Auszug zum Lesen:
==*==
Die Idee ist, dass ein Buchstabe weggedacht wird (im Beispiel a) und mit dem Rest (im Beispiel bcd) die Ausgabe erzeugt wird. Dann soll b weggedacht werden und mit acd permutiert werden. Zum Schluss einfach der weggedachte Buchstabe dazudenken. :autsch:


----------



## langhaar! (19. Dez 2011)

chillerStudent hat gesagt.:


> Die Idee ist, dass ein Buchstabe weggedacht wird (im Beispiel a) und mit dem Rest (im Beispiel bcd) die Ausgabe erzeugt wird. Dann soll b weggedacht werden und mit acd permutiert werden. Zum Schluss einfach der weggedachte Buchstabe dazudenken. :autsch:



Rekursion. Sind nur wenige Zeilen.


----------



## chillerStudent (19. Dez 2011)

langhaar! hat gesagt.:


> Rekursion. Sind nur wenige Zeilen.



mhh... wollt ich eigentlich nicht, aber wenns deutlich weniger Zeilen sind, dann versuch ichs damit. 

Reicht da eine Methode?


----------



## njans (19. Dez 2011)

Du kannst es auch iterativ machen. Dabei ist das Vorgehen recht "simpel":
Du betrachtest den String als eine Menge an Elementen und bildest alle Kombinationen von jedem Element mit jedem Anderen.
==*==
Gestellte Aufgabe:
Beantworte die folgenden Fragen zum Auszug über das Permutieren von Buchstaben.
(a) Welchen Lösungsweg nennt langhaar!?
(b) Was möchte chillerStudent wissen, nachdem er sich bereit erklärt hat, diesen Weg zu versuchen?
(c) Als was soll der String nach njans beim iterativen Vorgehen betrachtet werden?

Bereitgestelltes Material:
==*==
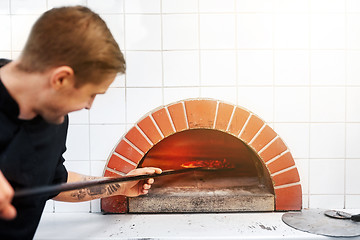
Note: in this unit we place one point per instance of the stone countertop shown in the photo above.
(169, 226)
==*==
Antwort zur Aufgabe:
(a) Rekursion.
(b) Ob dafür eine Methode reicht.
(c) Als eine Menge an Elementen.